* **PASSAGE SHOWN**:
** Begin **
Whether that argument lands for a six-person plumbing business that just wants reliable email and the ability to send Word documents is a different question.
What's clear is that SaaS pricing has been rising faster than general inflation for years, and that trend is accelerating. The SaaS Inflation Index published by Vertice found that software price inflation is now running at nearly five times the standard market inflation rate across G7 countries. Microsoft is the most visible example right now, but it isn't the only one. Slack increased its Pro plan pricing earlier this year. Other SaaS vendors have adjusted tiers or reduced what's included at lower price points without making much noise about it.
The vendors operating this way have a structural advantage: once a business has built its workflows around a tool, switching is genuinely painful. Your email, your files, your calendar, your video calls — when that's all sitting inside Microsoft 365, the friction of moving is high. Vendors know this, and pricing decisions reflect it.
This isn't unique to Microsoft. It's a pattern across the SaaS market. And for small businesses without a dedicated IT person watching the numbers, these incremental increases tend to compound quietly in the background.
What to Do Before July 1
There are a handful of practical moves worth making in the next few weeks, before the new pricing locks in.
Check your renewal date first
If your Microsoft 365 renewal date falls before July 1, 2026, you may be able to renew at current pricing and lock those rates in until your next renewal after July 1 — potentially giving you another 12 months before the increase hits. This is worth confirming directly in your Microsoft 365 admin centre or through whoever manages your subscription. Even a few months' buffer is worth having.
Audit your active licences honestly
This is where most small businesses find unexpected savings, and it doesn't take long. When a staff member leaves, does someone actually remove their Microsoft 365 licence? In most small businesses without a formal offboarding process, the answer is inconsistent at best. Licences get forgotten. The charge keeps running. Because the individual amounts are small enough, nobody notices until they do a full audit.
Before your next renewal, count your active licences in the admin centre and cross-reference them against your current team. Anyone who has left, or who hasn't logged in for six months or more, is worth reviewing. Removing even two or three redundant licences can offset the price increase entirely.
Look at whether everyone needs the same plan
Not everyone on your team necessarily needs the full Business Standard plan. If you have part-time staff, contractors who just need email access, or team members whose work doesn't require desktop Office installs, Business Basic at $7 per month might be a better fit for them.
Microsoft 365 allows you to mix licence types across your organisation. Running most users on Business Standard while putting a handful of lower-needs team members on Business Basic is a common and supported approach. On a 10-person team where three people could move to Basic, that difference ($14 vs $7) saves you $252 per year — before the price increase even factors in.
** End **
* **REQUEST 1**:
Update the passage on software pricing from the words "Whether that argument" through "noise about it." by swapping "Pro plan" for "Business plan". Begin at the words that have "Whether that argument", and stop after "noise about it.".

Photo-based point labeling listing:
** Begin **
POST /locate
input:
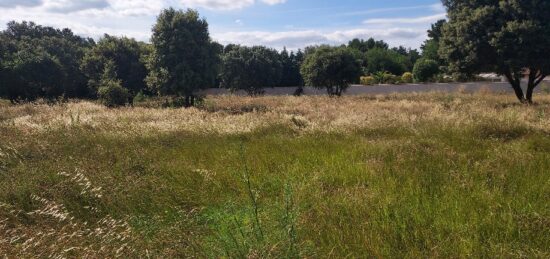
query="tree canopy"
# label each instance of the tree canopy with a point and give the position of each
(184, 59)
(251, 69)
(32, 56)
(126, 56)
(507, 37)
(333, 68)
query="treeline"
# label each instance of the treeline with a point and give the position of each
(181, 60)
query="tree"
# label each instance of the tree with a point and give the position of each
(425, 69)
(507, 37)
(184, 58)
(367, 45)
(251, 69)
(382, 60)
(291, 69)
(430, 47)
(110, 90)
(62, 46)
(32, 73)
(333, 68)
(127, 58)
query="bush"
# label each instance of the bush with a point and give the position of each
(391, 79)
(407, 78)
(112, 94)
(425, 69)
(333, 68)
(368, 80)
(140, 97)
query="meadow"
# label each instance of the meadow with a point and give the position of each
(433, 175)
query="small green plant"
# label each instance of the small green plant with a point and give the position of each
(407, 78)
(367, 80)
(110, 91)
(425, 70)
(139, 98)
(112, 94)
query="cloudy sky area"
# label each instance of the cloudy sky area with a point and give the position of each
(275, 23)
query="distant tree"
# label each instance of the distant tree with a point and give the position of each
(430, 47)
(333, 68)
(62, 46)
(425, 69)
(110, 90)
(507, 37)
(32, 73)
(125, 54)
(291, 69)
(436, 30)
(366, 45)
(184, 59)
(251, 69)
(381, 60)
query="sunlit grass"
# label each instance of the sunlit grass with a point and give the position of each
(419, 175)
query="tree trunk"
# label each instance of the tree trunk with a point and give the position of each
(187, 101)
(535, 78)
(515, 81)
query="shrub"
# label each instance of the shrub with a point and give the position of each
(407, 78)
(391, 79)
(112, 94)
(140, 97)
(333, 68)
(368, 80)
(425, 69)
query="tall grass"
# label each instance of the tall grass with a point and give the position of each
(399, 176)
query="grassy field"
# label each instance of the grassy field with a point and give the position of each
(399, 176)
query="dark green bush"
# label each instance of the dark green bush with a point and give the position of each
(425, 69)
(112, 94)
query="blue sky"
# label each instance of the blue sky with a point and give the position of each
(276, 23)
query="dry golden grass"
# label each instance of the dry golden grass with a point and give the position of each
(231, 114)
(400, 176)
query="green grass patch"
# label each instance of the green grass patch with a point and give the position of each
(390, 193)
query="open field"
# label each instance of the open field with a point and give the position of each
(398, 176)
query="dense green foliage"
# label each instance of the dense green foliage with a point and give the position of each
(184, 58)
(291, 68)
(507, 37)
(126, 56)
(380, 60)
(425, 70)
(41, 61)
(251, 69)
(109, 88)
(333, 68)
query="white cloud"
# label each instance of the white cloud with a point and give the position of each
(423, 19)
(227, 4)
(299, 39)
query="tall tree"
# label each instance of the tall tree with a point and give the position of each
(62, 46)
(184, 60)
(430, 47)
(291, 69)
(251, 69)
(126, 56)
(333, 68)
(507, 37)
(366, 45)
(386, 60)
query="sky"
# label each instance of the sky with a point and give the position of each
(292, 24)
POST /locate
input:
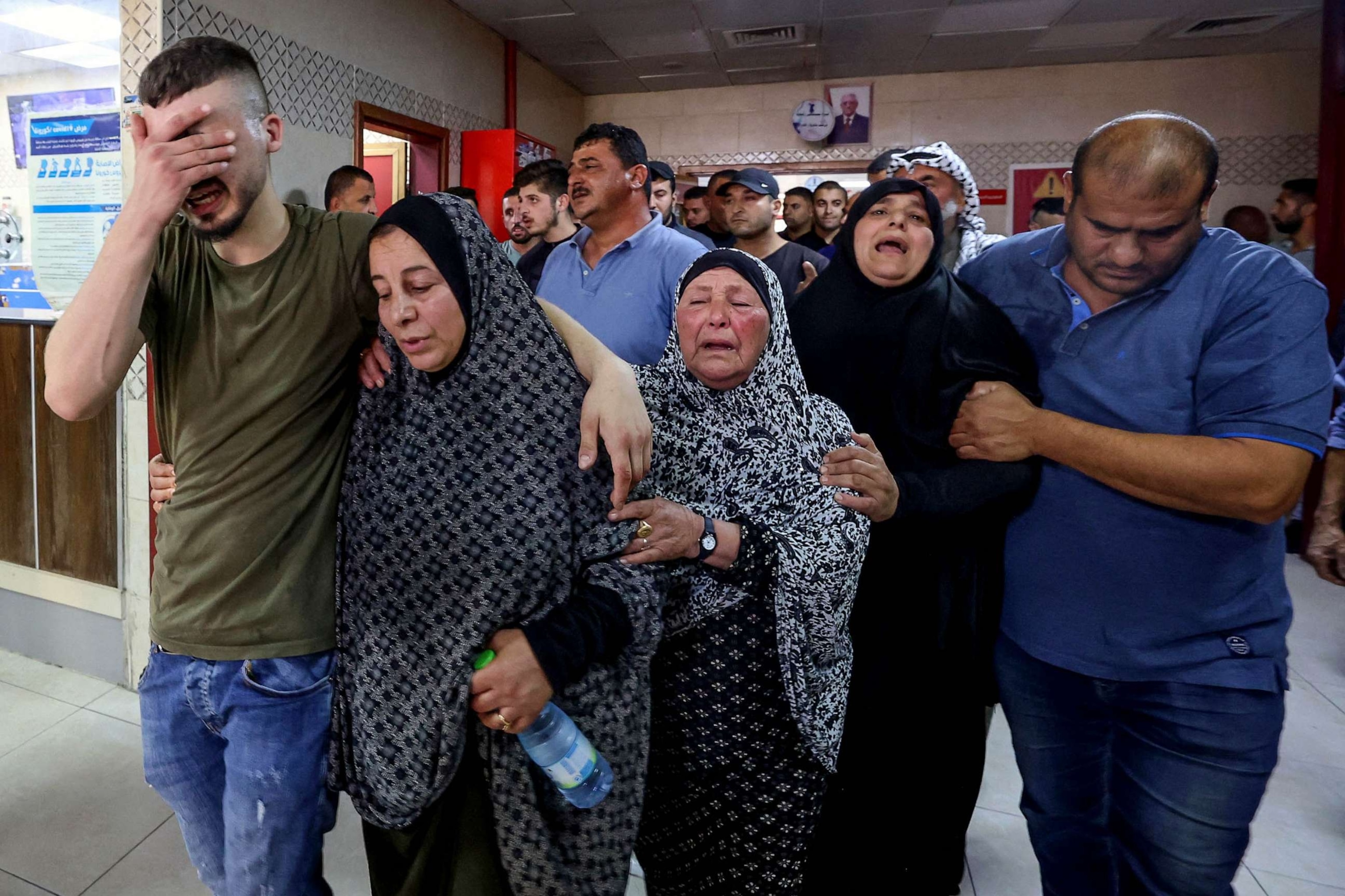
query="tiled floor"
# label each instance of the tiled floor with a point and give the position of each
(76, 816)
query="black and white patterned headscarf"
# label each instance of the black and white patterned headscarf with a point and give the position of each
(972, 226)
(752, 453)
(463, 513)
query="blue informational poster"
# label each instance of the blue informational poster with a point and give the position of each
(23, 107)
(74, 182)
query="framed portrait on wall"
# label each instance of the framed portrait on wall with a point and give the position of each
(853, 108)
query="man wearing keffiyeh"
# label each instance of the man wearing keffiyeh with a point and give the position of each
(949, 178)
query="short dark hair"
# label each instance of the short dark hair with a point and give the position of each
(341, 181)
(724, 174)
(626, 143)
(1305, 187)
(193, 63)
(550, 177)
(1169, 151)
(829, 185)
(1049, 205)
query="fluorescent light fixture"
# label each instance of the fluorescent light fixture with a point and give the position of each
(85, 56)
(67, 22)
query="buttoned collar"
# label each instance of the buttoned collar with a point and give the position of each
(583, 235)
(1052, 257)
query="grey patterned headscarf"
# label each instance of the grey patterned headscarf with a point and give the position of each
(463, 512)
(972, 226)
(752, 453)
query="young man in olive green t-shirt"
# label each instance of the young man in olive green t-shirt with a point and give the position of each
(255, 313)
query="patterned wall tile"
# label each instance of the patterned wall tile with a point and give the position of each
(1243, 161)
(313, 89)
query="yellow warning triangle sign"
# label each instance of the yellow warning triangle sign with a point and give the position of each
(1049, 187)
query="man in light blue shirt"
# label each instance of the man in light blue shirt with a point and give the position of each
(1185, 385)
(618, 275)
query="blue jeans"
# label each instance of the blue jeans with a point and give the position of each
(239, 751)
(1137, 787)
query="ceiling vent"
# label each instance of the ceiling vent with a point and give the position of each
(774, 37)
(1234, 26)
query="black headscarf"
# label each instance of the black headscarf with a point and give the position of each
(465, 513)
(900, 361)
(868, 200)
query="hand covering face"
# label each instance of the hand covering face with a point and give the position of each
(752, 453)
(463, 512)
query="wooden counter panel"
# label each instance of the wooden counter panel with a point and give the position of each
(17, 543)
(77, 489)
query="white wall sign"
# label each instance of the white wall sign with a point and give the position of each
(814, 120)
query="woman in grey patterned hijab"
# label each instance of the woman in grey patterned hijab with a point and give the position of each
(751, 682)
(465, 525)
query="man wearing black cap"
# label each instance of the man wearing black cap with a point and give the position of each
(751, 201)
(662, 196)
(717, 226)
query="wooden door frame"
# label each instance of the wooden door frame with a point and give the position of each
(404, 127)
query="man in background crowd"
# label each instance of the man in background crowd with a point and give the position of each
(1294, 216)
(938, 167)
(1249, 222)
(544, 213)
(879, 167)
(664, 201)
(829, 202)
(797, 213)
(520, 240)
(694, 212)
(717, 226)
(350, 189)
(618, 275)
(465, 193)
(1047, 213)
(752, 198)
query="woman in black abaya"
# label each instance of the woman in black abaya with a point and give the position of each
(896, 341)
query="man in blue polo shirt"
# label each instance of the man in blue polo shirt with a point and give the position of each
(1187, 387)
(618, 275)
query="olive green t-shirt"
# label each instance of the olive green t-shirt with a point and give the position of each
(256, 388)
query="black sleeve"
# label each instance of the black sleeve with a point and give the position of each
(978, 344)
(591, 627)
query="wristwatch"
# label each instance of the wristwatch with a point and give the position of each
(708, 541)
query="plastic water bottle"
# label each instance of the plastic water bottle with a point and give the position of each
(561, 750)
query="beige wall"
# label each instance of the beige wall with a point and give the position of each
(1251, 103)
(548, 108)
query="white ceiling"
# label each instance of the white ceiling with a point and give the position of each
(15, 39)
(624, 46)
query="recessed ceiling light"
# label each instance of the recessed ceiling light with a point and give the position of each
(85, 56)
(65, 22)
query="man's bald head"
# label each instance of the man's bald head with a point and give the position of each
(1153, 154)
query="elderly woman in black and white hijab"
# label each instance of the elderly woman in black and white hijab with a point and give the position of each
(465, 524)
(750, 685)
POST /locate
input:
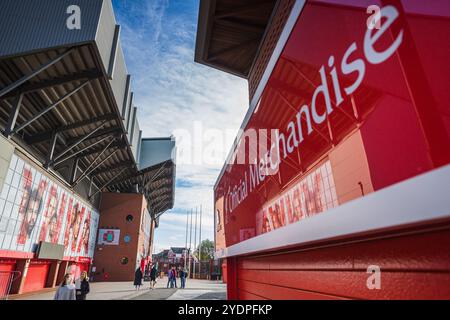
** End **
* **REQUEST 2**:
How many lines of the listing contain the string "warning"? Reply with the number only.

* **WRITTEN ANSWER 1**:
Whether that argument lands for a six-person plumbing business that just wants reliable email and the ability to send Word documents is a different question.
What's clear is that SaaS pricing has been rising faster than general inflation for years, and that trend is accelerating. The SaaS Inflation Index published by Vertice found that software price inflation is now running at nearly five times the standard market inflation rate across G7 countries. Microsoft is the most visible example right now, but it isn't the only one. Slack increased its Business plan pricing earlier this year. Other SaaS vendors have adjusted tiers or reduced what's included at lower price points without making much noise about it.

* **WRITTEN ANSWER 2**:
2